>>>>>

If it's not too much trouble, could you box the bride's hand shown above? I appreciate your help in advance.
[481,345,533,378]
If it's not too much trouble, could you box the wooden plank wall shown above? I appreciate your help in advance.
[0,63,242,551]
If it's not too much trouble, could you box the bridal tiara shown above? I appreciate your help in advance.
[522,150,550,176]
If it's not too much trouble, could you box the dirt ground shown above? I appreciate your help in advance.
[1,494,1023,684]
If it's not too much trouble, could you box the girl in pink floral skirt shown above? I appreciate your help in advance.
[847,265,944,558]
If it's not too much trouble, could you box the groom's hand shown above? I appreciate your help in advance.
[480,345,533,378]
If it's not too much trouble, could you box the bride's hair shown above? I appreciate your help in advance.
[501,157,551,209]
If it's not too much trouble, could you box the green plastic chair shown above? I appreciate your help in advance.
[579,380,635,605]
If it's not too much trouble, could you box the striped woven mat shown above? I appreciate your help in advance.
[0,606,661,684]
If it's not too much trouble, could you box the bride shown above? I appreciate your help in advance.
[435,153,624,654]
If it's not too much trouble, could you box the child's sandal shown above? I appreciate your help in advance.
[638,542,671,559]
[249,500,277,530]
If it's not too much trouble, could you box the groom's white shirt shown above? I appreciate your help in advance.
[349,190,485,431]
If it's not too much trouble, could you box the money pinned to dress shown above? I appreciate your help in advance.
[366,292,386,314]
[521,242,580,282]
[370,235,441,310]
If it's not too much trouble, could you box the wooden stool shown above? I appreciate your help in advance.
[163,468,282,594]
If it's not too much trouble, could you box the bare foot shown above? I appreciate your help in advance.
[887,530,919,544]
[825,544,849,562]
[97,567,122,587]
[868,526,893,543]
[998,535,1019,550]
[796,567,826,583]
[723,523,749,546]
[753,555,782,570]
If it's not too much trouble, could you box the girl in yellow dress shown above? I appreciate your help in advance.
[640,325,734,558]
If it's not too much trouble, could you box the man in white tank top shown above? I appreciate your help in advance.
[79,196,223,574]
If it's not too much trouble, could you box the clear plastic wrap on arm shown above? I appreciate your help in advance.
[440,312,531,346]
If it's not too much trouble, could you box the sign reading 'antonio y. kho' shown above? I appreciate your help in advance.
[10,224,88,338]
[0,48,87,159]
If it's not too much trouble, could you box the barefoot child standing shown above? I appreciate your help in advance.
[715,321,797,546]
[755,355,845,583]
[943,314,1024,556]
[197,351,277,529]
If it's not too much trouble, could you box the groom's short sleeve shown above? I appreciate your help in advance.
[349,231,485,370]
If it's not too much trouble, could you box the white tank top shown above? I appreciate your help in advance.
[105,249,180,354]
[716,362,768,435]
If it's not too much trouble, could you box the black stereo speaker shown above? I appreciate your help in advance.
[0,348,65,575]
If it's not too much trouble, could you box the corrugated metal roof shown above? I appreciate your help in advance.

<<<<<

__Directions__.
All entries are to be reproduced verbatim, with none omitted.

__The completed task__.
If it's not too much trouble, could you box the bride's hand shown above? I appreciate your help in advance.
[481,345,533,378]
If it's not too much trouble, could you box the wooden plank wall shown above? I appreciate your help in advance.
[0,63,242,551]
If it's not too much trouble, could you box the bridal tiara shown above? I appreciate your help in advance.
[522,150,550,176]
If it's not too much trouble, could you box the dirt ground shown above? I appreciate your help in advance.
[1,494,1023,684]
If it's not too much trouble, could you box the girl in pink floral skirt shown above? I appreciate your help in advance.
[847,265,944,558]
If it's not too much trouble, could you box the groom's hand shown above? I appreciate your help in advance.
[480,345,533,378]
If it's not too much trouble, could you box the bride's hair shown above? I appreciate your help in advance.
[501,157,551,209]
If it's not too much trouble, could you box the green plastic chair shown above? I appreciate your help in advance.
[579,380,635,605]
If it's not too much trouble, could you box the striped woven mat shown above? I appreciate your help in advance.
[0,606,661,684]
If it's not too much trouble, could you box the bride shown above? I appreciate your help in advance.
[435,153,624,654]
If it's not too much trouble, could you box the child's sandal shown above? I appreciate your help in advance.
[638,542,671,559]
[249,500,277,530]
If it's not too much trouble, could you box the groom's white shirt shown above? I appreciate your help in advance.
[349,190,485,431]
If it's not too much trouble, could you box the money pinned to dress shown above? I appreciate your help in advance.
[366,292,386,314]
[521,242,580,282]
[370,235,441,310]
If it's not too much trouble, could you box the wooden stool shown above? I appreciate your help in advance.
[163,468,282,594]
If it's not too much trouble, could you box the bare foot shown above? I appreciate your help in advance.
[887,530,919,544]
[825,544,849,562]
[97,567,122,587]
[868,526,893,543]
[998,535,1019,550]
[796,567,826,583]
[723,523,749,546]
[753,555,782,570]
If it's not too much trouble, could you box the girl in yellow dress shown above? I appreciate your help in advance.
[640,325,734,558]
If it's not too much trouble, could you box the man in white tank top shown above? I appreciate your help in advance.
[79,196,223,574]
If it's not too much trouble, could you box the clear plastic wrap on arm shown above? I appreciate your help in advance.
[440,312,531,346]
If it's not too much trouble, could you box the sign reading 'antonio y. kho' shown above? I appreciate your help in advance.
[10,224,88,338]
[0,48,87,159]
If it's not too much trouble, could you box the barefoot child standing shown above? I appreciate your help in advance.
[715,321,797,546]
[755,355,845,583]
[943,314,1024,556]
[197,351,277,529]
If it's not too much trouble, could you box the groom's short sleeve shown above? I appreciate your help in advance.
[349,231,485,370]
If it's not too much trouble, could you box the white tank top shown above? I appreciate your help in advance.
[105,249,180,354]
[716,362,768,435]
If it's not too much trouble, could you box the black stereo speaker shown above? I appreciate your help in advance.
[0,348,65,575]
If it's not too much trouble, could you box the corrugated metal roof shown above? I appreciate your help in advance.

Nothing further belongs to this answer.